What to work on
Starting at the line containing "segment dirt clearing, each instance" and ending at the end of the data, rename "dirt clearing" to "gravel clearing" and reproduce only those lines, with all else unchanged.

= = = = =

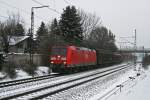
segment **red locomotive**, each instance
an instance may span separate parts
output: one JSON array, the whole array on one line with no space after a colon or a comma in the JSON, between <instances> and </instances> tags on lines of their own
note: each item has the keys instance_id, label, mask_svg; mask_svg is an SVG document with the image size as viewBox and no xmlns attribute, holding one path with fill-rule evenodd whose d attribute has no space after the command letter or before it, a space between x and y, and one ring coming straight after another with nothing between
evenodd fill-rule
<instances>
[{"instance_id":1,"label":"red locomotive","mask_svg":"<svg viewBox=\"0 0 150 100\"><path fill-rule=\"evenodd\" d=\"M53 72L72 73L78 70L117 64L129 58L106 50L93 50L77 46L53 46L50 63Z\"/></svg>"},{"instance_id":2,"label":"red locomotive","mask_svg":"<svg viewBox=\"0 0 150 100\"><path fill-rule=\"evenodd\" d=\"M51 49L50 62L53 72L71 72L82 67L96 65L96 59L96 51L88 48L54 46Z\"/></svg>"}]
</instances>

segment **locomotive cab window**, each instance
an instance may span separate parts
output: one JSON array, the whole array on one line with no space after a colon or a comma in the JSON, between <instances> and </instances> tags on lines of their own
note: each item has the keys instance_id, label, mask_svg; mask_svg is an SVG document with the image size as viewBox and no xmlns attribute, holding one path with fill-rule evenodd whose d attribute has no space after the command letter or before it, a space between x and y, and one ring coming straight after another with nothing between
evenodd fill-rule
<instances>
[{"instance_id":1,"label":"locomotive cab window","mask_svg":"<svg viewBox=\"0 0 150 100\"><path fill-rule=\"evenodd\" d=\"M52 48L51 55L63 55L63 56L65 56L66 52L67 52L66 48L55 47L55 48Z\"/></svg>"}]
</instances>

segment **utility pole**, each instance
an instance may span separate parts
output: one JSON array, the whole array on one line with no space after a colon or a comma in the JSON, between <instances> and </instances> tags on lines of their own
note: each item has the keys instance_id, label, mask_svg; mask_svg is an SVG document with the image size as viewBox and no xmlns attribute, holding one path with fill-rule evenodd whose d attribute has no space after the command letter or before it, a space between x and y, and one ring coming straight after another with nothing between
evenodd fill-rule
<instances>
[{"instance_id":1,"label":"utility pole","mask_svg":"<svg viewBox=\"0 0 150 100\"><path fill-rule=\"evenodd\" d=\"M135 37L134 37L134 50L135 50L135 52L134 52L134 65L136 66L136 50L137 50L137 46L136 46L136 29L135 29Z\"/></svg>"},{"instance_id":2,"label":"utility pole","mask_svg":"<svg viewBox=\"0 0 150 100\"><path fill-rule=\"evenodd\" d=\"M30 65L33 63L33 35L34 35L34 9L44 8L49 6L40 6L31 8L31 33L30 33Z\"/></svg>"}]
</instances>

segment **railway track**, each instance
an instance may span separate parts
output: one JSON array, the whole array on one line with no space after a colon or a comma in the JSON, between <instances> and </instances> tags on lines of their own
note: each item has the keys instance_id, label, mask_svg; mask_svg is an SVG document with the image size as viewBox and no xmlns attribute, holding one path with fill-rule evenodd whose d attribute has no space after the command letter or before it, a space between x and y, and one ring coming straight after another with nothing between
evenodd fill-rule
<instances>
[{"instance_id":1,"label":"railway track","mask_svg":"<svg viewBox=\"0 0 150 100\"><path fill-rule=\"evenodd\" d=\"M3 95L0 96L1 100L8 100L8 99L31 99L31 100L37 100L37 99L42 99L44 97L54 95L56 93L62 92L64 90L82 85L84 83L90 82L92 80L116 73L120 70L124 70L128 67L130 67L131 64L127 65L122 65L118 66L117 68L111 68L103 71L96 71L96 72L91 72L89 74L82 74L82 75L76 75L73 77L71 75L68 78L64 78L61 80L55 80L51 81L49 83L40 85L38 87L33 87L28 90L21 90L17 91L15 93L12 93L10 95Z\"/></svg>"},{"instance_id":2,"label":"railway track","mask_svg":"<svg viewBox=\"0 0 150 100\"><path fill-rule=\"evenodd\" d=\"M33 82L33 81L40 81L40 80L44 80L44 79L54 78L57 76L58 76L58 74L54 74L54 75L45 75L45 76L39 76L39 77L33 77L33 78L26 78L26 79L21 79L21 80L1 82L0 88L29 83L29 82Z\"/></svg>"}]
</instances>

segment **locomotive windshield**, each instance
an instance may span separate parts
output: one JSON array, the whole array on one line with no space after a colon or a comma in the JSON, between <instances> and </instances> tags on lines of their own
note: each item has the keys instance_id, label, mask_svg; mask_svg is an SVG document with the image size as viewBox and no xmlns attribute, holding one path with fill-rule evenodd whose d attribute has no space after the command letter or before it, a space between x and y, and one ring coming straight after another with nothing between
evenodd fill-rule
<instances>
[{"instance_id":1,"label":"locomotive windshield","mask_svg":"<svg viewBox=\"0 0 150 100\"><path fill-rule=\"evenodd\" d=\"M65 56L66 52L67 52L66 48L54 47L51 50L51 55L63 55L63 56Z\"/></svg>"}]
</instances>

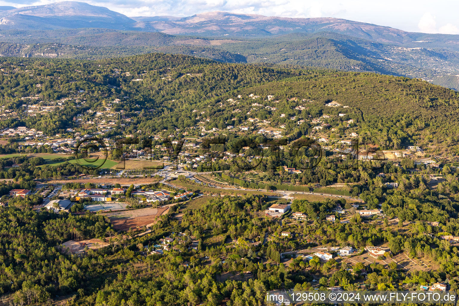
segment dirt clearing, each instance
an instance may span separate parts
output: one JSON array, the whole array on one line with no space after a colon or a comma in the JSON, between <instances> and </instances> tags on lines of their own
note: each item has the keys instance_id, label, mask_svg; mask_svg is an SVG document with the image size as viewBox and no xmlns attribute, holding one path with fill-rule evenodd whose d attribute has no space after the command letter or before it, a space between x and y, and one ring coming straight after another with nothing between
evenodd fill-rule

= = = = =

Solved problem
segment gravel clearing, each instance
an instance may span separate parts
output: one JSON array, the whole array on one line with no space after a colon or a comma in the JSON, between <instances> and </instances> tags on lines of their own
note: each item has the keys instance_id, label, mask_svg; mask_svg is an SVG document with the image size as viewBox and no xmlns attribute, holding one path with fill-rule evenodd whose d attribute has no space after the command letter or before it, a space between x and y, and one ring coming straight after another with nothing between
evenodd fill-rule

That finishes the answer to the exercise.